_Exercise task:_
Print each of the following items word for word, keeping every line in its original order.

_Items:_
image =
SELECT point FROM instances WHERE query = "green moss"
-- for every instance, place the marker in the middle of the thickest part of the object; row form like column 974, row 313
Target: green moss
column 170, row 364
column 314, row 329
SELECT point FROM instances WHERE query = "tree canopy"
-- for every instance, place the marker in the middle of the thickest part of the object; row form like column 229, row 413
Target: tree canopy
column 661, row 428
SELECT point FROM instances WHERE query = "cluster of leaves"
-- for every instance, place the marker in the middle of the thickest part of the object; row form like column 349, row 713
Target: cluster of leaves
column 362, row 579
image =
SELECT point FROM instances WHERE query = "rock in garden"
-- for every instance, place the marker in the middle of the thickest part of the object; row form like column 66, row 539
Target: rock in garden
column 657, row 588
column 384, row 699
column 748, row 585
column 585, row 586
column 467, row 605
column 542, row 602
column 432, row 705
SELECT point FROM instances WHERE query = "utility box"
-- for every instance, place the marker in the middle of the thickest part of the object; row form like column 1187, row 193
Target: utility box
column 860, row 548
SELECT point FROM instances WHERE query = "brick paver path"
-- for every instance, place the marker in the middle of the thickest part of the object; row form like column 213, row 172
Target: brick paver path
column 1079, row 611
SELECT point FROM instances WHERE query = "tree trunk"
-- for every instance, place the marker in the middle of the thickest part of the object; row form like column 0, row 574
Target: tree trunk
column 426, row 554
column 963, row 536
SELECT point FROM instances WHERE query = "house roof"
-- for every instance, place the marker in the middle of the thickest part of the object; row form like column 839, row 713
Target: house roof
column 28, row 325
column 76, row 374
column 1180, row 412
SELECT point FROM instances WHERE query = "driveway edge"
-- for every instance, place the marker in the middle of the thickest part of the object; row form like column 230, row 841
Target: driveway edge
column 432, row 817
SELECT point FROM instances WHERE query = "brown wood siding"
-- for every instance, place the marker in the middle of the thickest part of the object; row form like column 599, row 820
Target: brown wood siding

_Written answer:_
image =
SELECT point FROM instances WHERE query = "green moss"
-- for every instance, place the marker in the middle of the thickest part of the object; row form like column 974, row 313
Target: green moss
column 170, row 364
column 314, row 329
SELECT point FROM instances WHERE query = "tree canopy"
-- for every instance, place the marker in the middle of the thickest part of the object; row form like column 229, row 413
Target: tree canopy
column 661, row 428
SELECT point FROM instances WHERE query = "cluster of leaves"
-- for every instance, place the marker in the middle of the thickest part of the object; row form like column 349, row 713
Target: cluster of leaves
column 362, row 579
image =
SELECT point FROM instances WHERE query = "rock in garden"
-- for every instance, place the marker in the middle of the thickest part of the object; row form like column 66, row 539
Target: rock in garden
column 657, row 588
column 384, row 699
column 748, row 585
column 585, row 586
column 467, row 605
column 542, row 602
column 432, row 705
SELECT point FROM instances WHERE query = "utility box"
-- for every instance, place the marker in the middle of the thickest part of the object; row form like column 1187, row 193
Target: utility box
column 860, row 548
SELECT point FROM instances WHERE query = "brick paver path"
-- for every instance, place the marker in the middle of the thickest part of the object; row form like column 213, row 172
Target: brick paver path
column 1079, row 611
SELECT point FROM instances WHERE query = "tree trunk"
-- for every instance, place the marker in the middle of the thickest part of the object; row form like column 0, row 574
Target: tree trunk
column 426, row 554
column 963, row 536
SELECT point FROM instances WHERE query = "house roof"
-- for every instance, place the marker in the middle of the thickest part of the object; row form like column 839, row 713
Target: house roof
column 28, row 325
column 76, row 374
column 1180, row 412
SELECT point FROM instances WHERE query = "driveway edge"
-- for every instance, place the marker in the middle of the thickest part of the object; row form like column 230, row 841
Target: driveway edge
column 432, row 817
SELECT point FROM instances WHERE query = "brown wood siding"
-- for every instance, place the marker in the middle of the thickest part of the object; row form like column 599, row 820
Target: brown wood siding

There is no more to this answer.